▶ _Work instructions_
Once the line containing "Mark every instance of the lamp" is found in the entries below, restate it and each following line word for word, stopping after the line containing "Mark every instance of the harbor".

Data items:

□ □ □

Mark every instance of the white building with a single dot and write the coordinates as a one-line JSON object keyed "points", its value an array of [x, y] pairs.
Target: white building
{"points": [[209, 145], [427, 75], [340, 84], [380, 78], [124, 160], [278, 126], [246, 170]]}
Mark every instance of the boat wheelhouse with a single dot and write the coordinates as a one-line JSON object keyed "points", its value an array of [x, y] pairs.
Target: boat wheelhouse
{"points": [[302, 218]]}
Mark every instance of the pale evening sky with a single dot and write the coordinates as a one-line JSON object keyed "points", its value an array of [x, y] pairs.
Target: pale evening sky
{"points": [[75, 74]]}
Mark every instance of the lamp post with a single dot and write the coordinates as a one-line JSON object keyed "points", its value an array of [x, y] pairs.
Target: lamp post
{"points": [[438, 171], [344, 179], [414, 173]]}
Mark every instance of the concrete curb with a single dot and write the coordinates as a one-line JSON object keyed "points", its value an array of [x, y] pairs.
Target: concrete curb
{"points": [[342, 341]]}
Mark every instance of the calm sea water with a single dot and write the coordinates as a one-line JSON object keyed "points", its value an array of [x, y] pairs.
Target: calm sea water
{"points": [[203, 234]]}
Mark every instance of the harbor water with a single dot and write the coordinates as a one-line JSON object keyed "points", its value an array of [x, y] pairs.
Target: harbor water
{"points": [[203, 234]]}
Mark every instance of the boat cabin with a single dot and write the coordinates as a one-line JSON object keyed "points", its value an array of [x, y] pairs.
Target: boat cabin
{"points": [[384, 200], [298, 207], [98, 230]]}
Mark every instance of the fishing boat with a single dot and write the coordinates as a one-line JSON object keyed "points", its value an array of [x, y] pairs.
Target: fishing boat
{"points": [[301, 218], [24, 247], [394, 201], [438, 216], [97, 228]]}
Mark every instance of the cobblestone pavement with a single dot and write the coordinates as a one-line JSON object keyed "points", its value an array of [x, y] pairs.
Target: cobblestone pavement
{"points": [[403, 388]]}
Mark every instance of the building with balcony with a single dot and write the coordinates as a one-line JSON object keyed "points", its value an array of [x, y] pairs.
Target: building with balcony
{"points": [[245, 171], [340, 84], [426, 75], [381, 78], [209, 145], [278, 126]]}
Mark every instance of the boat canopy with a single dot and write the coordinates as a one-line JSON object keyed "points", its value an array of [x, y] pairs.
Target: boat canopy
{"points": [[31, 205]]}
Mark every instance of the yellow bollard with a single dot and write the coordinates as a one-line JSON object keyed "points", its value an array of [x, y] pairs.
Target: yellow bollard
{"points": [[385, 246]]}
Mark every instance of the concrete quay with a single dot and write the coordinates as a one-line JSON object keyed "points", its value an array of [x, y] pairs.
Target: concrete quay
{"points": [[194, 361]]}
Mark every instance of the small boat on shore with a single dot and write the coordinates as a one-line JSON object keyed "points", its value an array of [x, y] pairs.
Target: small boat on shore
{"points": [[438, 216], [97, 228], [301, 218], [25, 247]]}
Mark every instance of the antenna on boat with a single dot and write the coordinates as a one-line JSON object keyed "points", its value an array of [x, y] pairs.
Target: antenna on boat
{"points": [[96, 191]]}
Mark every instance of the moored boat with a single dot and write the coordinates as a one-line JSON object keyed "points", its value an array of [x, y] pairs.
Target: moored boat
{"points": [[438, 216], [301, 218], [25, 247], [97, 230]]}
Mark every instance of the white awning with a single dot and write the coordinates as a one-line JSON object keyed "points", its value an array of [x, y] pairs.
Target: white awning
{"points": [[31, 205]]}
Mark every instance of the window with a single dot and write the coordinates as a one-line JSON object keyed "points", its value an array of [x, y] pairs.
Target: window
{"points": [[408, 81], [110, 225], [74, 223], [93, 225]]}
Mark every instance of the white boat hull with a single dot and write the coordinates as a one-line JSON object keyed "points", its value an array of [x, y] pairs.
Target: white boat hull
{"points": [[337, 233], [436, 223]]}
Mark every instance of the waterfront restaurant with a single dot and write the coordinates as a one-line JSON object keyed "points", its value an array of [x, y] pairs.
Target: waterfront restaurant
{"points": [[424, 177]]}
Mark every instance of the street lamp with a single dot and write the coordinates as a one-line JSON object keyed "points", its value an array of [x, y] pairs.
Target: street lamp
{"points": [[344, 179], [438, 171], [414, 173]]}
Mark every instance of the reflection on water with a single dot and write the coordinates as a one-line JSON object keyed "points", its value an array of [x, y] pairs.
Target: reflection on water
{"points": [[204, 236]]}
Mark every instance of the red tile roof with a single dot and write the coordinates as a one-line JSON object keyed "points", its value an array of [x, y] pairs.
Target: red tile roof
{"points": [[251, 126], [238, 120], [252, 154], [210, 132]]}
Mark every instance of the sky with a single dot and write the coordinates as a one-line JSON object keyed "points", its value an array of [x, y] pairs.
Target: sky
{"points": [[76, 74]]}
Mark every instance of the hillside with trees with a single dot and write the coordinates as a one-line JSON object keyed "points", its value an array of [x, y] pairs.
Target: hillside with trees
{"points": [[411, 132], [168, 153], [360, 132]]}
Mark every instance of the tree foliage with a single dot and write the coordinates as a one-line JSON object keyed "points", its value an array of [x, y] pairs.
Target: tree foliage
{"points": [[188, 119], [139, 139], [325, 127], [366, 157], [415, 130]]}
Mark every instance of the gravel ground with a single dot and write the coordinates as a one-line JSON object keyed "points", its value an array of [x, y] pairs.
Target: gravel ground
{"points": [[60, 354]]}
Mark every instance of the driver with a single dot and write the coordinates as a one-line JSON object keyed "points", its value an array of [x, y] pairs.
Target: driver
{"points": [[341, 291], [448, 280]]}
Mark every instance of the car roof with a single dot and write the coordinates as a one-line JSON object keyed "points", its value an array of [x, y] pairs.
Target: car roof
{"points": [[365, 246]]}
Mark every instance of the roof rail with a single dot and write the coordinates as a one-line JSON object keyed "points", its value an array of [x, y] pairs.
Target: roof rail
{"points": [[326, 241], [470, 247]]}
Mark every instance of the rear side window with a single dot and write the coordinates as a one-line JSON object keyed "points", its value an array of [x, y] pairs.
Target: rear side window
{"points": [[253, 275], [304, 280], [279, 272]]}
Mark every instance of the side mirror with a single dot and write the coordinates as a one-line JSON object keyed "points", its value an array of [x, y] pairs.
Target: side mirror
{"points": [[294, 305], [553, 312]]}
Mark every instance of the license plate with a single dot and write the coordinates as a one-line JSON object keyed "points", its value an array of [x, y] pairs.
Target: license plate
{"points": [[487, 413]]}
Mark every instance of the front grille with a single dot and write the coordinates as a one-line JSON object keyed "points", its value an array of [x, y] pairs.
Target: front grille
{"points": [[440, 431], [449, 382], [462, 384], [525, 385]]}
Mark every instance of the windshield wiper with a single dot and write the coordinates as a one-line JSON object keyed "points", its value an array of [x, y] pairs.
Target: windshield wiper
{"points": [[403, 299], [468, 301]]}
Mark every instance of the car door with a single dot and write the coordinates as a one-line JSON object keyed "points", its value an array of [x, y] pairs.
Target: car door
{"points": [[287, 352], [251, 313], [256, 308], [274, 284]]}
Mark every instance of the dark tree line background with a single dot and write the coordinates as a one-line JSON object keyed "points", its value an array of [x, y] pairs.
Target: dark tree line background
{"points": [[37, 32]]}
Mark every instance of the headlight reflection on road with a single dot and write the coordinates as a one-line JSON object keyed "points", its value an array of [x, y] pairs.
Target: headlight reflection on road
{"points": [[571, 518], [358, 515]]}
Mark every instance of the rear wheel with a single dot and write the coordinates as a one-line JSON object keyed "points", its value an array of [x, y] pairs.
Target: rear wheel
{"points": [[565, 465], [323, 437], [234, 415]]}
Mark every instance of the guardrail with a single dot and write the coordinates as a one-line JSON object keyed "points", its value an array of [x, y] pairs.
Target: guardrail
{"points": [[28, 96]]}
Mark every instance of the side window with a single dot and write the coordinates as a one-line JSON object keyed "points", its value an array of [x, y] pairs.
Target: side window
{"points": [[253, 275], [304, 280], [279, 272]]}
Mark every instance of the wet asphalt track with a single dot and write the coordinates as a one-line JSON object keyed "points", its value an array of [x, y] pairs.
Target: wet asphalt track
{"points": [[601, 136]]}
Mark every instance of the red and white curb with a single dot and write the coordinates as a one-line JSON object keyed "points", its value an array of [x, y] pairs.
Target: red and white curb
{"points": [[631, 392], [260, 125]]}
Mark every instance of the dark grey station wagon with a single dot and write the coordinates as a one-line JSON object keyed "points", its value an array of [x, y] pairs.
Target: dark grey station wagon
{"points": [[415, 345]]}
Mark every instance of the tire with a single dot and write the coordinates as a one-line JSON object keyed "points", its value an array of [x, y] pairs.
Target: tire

□ □ □

▶ _Written answer_
Mark every instance of the lamp post with a single dot and write the coordinates as a one-line JSON object keyed "points", its value an array of [x, y] pairs.
Target: lamp post
{"points": [[438, 171], [344, 179], [414, 173]]}
Mark every instance of the concrete curb with a single dot and write the coordinates as a one-line JSON object keyed "points", its value an array of [x, y] pairs.
Target: concrete curb
{"points": [[342, 341]]}
Mark every instance of the calm sea water with a single dot and write the coordinates as a one-line JSON object keyed "points", its value an array of [x, y] pairs.
Target: calm sea water
{"points": [[203, 234]]}
Mark every instance of the harbor water with a single dot and write the coordinates as a one-line JSON object keyed "points", its value an array of [x, y] pairs.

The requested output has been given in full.